# CHALLENGE
Output the data below in full, byte for byte. Nothing may differ.

____________________

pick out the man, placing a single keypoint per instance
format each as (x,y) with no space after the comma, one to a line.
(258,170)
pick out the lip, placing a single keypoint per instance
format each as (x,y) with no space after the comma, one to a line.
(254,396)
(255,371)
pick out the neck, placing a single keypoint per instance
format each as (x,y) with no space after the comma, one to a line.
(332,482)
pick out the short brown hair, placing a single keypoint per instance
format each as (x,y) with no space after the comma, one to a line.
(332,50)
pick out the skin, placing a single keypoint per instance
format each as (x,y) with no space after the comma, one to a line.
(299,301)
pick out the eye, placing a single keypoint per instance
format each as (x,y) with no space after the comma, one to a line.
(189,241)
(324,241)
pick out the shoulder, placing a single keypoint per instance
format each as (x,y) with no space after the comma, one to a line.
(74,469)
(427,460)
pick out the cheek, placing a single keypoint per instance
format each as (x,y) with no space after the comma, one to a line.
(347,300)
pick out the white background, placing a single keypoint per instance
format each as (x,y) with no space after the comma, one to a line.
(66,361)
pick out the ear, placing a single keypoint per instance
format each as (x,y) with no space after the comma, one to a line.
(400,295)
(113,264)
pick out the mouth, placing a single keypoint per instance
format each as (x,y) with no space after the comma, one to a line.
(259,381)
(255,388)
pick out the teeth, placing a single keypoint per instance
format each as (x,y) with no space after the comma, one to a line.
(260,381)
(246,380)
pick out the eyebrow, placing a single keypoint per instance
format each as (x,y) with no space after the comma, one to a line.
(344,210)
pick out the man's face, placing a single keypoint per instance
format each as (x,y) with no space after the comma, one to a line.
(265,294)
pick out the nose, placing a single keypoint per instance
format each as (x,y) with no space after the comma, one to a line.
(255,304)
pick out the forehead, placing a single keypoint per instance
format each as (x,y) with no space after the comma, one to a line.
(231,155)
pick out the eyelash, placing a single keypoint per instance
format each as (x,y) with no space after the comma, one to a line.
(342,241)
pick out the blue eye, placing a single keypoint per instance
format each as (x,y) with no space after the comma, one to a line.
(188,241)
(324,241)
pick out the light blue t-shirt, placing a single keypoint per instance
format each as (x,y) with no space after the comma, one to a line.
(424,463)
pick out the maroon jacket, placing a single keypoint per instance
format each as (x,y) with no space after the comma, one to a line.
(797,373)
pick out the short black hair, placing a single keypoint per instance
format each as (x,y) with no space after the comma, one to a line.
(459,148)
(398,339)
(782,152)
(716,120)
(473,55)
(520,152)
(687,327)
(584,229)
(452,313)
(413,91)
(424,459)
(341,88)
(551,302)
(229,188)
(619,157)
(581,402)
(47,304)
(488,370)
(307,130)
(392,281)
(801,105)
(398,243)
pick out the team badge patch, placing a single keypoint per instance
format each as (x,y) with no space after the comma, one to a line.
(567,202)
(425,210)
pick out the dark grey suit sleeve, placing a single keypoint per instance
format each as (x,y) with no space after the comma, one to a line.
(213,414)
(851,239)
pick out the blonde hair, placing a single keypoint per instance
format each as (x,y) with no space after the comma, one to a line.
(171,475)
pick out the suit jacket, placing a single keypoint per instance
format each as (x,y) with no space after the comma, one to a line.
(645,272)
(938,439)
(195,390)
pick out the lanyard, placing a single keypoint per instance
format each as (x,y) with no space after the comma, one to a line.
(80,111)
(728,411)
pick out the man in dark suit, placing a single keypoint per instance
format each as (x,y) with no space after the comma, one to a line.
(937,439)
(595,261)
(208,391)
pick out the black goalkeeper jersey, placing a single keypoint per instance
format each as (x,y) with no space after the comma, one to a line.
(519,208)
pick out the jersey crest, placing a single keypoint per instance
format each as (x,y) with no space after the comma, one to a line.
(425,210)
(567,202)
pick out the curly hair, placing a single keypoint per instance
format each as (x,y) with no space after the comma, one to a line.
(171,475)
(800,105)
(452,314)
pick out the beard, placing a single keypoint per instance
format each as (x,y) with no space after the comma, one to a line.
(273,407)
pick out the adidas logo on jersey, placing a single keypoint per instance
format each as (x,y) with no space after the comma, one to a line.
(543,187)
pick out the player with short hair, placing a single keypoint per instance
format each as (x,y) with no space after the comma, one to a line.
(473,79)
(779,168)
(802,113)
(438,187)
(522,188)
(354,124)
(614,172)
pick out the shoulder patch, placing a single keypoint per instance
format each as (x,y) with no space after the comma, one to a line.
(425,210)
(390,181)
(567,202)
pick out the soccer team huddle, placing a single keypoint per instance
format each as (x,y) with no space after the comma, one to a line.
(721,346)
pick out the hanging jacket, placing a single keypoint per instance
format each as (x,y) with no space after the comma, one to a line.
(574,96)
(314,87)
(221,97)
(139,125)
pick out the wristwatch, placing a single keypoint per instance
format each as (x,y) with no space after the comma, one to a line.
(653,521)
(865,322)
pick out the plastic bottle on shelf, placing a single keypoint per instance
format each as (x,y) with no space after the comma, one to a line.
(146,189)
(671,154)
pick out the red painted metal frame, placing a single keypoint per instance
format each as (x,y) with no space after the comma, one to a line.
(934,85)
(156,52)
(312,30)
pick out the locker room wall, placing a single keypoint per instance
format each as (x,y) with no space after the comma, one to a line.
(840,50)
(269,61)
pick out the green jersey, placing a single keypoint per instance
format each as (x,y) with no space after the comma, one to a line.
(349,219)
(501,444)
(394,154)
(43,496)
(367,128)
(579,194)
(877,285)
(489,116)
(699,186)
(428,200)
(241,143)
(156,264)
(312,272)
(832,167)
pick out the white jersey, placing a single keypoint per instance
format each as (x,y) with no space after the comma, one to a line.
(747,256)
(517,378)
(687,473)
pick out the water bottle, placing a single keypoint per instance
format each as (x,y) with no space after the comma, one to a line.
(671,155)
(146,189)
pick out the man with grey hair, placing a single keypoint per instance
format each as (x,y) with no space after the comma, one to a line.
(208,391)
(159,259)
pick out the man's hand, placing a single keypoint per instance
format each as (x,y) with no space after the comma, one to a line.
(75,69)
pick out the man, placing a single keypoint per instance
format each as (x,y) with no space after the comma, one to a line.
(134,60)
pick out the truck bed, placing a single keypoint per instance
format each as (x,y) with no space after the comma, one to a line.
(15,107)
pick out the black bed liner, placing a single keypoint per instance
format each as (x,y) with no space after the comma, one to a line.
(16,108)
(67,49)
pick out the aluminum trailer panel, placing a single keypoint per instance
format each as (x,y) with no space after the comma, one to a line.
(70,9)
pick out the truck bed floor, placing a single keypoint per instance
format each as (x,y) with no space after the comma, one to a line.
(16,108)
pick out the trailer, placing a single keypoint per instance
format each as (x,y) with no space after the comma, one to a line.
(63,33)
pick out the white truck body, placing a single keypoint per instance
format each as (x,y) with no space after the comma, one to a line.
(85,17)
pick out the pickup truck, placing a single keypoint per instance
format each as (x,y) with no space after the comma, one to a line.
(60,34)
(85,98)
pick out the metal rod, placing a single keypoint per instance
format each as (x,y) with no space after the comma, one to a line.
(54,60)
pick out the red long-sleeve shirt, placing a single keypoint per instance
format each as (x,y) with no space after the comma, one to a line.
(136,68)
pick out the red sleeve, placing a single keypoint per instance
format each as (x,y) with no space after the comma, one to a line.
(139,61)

____________________

# RESPONSE FOR THIS EXERCISE
pick out the man, placing a single keypoint per instance
format each as (x,y) with no space after the comma, one to a line.
(258,170)
pick out the lip, placing a single keypoint per instance
format each as (x,y) with no space after the comma, one to a line.
(254,396)
(255,371)
pick out the neck, placing a single keypoint per instance
format each as (x,y) with no space after the comma, one to a line.
(332,482)
pick out the short brown hair, placing a single keypoint per instance
format each as (x,y) with no space after the comma, one to a line.
(332,50)
pick out the skin, placing a single keypoint per instance
format each as (x,y) with no space after the comma, one to a line.
(299,301)
pick out the eye, placing a single keypoint per instance
format each as (x,y) with no space after the comma, one to a line.
(189,241)
(324,241)
pick out the shoulder, placing a single keypoint per instance
format each as (x,y) with no space after the comma, one to a line.
(74,469)
(427,460)
pick out the cheek, placing a single keypoint per instance
format each as (x,y) with no space after the comma, one to a line.
(347,300)
pick out the white background, placing a single keypoint per instance
format each as (x,y) with no space after the comma, one to a line.
(66,361)
pick out the ear, placing a single keypoint per instance
format each as (x,y) with no space after the comma, one to a line.
(400,295)
(113,264)
pick out the mouth, placing a single keypoint per instance
format each as (x,y) with no space after the comma, one to a line.
(259,381)
(255,388)
pick out the teeth, placing a single keypoint per instance
format each as (x,y) with no space after the comma, one to a line.
(260,381)
(246,380)
pick out the eyebrow, placing a single keypoint per instance
format each as (x,y) with no space after the comma, one to a line.
(344,210)
pick out the man's face, placing a single keypoint per instance
format each as (x,y) with no space after the comma, one to a line.
(265,294)
pick out the nose, placing a single keypoint per instance
format each as (x,y) with no space after the comma, one to a line.
(255,304)
pick out the forehead, placing a single keypoint per instance
format each as (x,y) with no space after the comma, one to a line.
(231,155)
pick out the eyelash, placing a single keypoint per instance
format each as (x,y) with no space after the comma, one to a line.
(342,241)
pick out the blue eye, placing a single keypoint per instance
format each as (x,y) with no space after the comma, one to a line.
(188,241)
(324,241)
pick out the light blue t-shirt, placing a single keypoint per instance
format each as (x,y) with no space after the comma, one to a line.
(424,463)
pick out the maroon jacket, placing a single keypoint per instance
format each as (x,y) with no space after the comma, one to a line.
(797,373)
pick out the short black hair, placing a single keypoint per instance
format each as (x,y) with no space after the comma, one to a line.
(459,148)
(398,339)
(782,152)
(716,120)
(473,55)
(520,152)
(687,327)
(584,229)
(452,313)
(413,91)
(424,459)
(341,88)
(551,302)
(229,188)
(619,157)
(581,402)
(47,304)
(488,370)
(307,130)
(392,281)
(801,105)
(398,243)
pick out the team badge patch, placing a single keypoint per instance
format each as (x,y) with no space after the comma, one to a line.
(567,202)
(425,210)
pick out the dark grey suit sleeve, placing a single keypoint per instance
format each as (x,y) with no space after the comma, one to a line.
(213,414)
(851,239)
pick out the blonde hair, placing a single keypoint per instance
format each as (x,y) with no space after the comma, one to a line.
(171,475)
pick out the suit jacket, placing a single keypoint per instance
format each as (x,y) with no space after the comma, one to a line.
(645,272)
(938,439)
(195,390)
pick out the lanyard, placing a single keypoint per instance
format each as (x,y) with no space after the comma, one to a line.
(80,111)
(728,411)
pick out the man in dark suit, placing a single keypoint per instance
format each as (x,y) with no space after the comma, one to a line.
(937,439)
(595,261)
(208,391)
pick out the black goalkeeper jersey, placing a single keypoint per instance
format each as (x,y) with no space after the comma, one to a line.
(519,208)
pick out the jersey crest, placing a single keypoint per instance
format each as (x,y) with no space after the comma, one to a line.
(425,210)
(567,202)
pick out the curly hair, placing a single keypoint per instance
format each as (x,y) with no space after the comma, one to a line.
(171,475)
(800,105)
(452,314)
pick out the beard, placing a single keypoint per instance
format each as (x,y) with no space after the comma, one to a line.
(273,407)
pick out the adidas logo on jersey, placing a single keypoint per instance
format each as (x,y) with no space after the comma, one to a line.
(543,187)
pick out the player with short hair, placing a single keypoint per instance
format each as (x,y) with no space after the comma, one to a line.
(473,79)
(779,168)
(802,113)
(438,187)
(522,188)
(354,124)
(614,172)
pick out the shoulder patch, placing a single keypoint per instance
format each as (x,y) with no space after the comma, one to a line.
(425,210)
(390,181)
(567,202)
pick out the soccer team huddle, placing a single keypoint per instance
format each as (x,y) with no space after the comma, one to a line.
(721,346)
pick out the hanging jacket, placing a single keypoint per instance
format each as (x,y) with no space after the comma, one to a line.
(574,96)
(314,87)
(221,97)
(139,125)
pick out the wristwatch, placing a single keypoint per instance
format each as (x,y) with no space after the comma, one to a line.
(653,521)
(865,322)
pick out the plastic bottle on shelf, placing a single keypoint per instance
format each as (x,y) with no space after the comma, one to a line.
(146,189)
(671,154)
pick out the red painted metal frame, placing a single keypoint per instance
format each as (x,y) with no space after the comma, one to a line.
(934,85)
(156,52)
(312,30)
pick out the locker room wall, placing a single keypoint per instance
format each as (x,y) with no space after the comma, one to a line.
(840,50)
(269,61)
pick out the green jersey, placing a single keypoint per instance
format each as (x,y) with no space after the comma, one to a line.
(349,219)
(501,444)
(394,154)
(43,496)
(367,128)
(579,194)
(877,285)
(489,116)
(699,186)
(428,200)
(241,143)
(156,264)
(312,272)
(832,167)
pick out the white jersey, placing a single keypoint per instance
format each as (x,y) with no space after the comma, one to a line.
(747,256)
(517,378)
(687,473)
pick out the water bottle, placing a single keypoint per instance
format each as (x,y) with no space after the comma, one to a line.
(671,155)
(146,189)
pick out the man with grey hair, placing a single keypoint per instance
format each as (x,y) with no space after the comma, one to a line.
(208,391)
(159,259)
pick out the man's hand, placing a single keypoint per instance
format each as (x,y) with no space after the comma, one to a line.
(75,69)
pick out the man, placing a single keypoint per instance
format each as (x,y) with no space after the comma, one to a line.
(134,60)
pick out the truck bed, placing a single keypoint per instance
format each as (x,y) with no space after the comma, one to a line.
(15,107)
pick out the black bed liner, placing a single keypoint per instance
format each as (x,y) with no space after the comma, one to a line.
(16,108)
(67,49)
pick out the aluminum trailer panel, placing a single keypoint per instance
format each as (x,y) with no space after the comma, one to a line.
(70,9)
pick out the truck bed floor, placing a single keypoint per instance
format each as (x,y) with no space after the comma, one to a line.
(16,108)
pick out the trailer, placing a single keypoint per instance
format each as (x,y) with no space after the comma, one to a line.
(63,33)
pick out the white truck body, placing a single keypoint per instance
format each as (x,y) with no space after the comma, one to a line.
(85,17)
pick out the pickup truck, placing a single keypoint per instance
format each as (x,y) with no space after the comma, one to a line.
(60,34)
(85,98)
pick out the metal rod, placing a single keypoint per instance
format each as (x,y) with no space after the comma, one to a line.
(54,60)
pick out the red long-sleeve shirt, placing a single keypoint per instance
format each as (x,y) with no space after the comma, one to a line.
(136,68)
pick out the red sleeve, placing a single keypoint per instance
format each as (x,y) with no space after the comma, one to a line.
(139,61)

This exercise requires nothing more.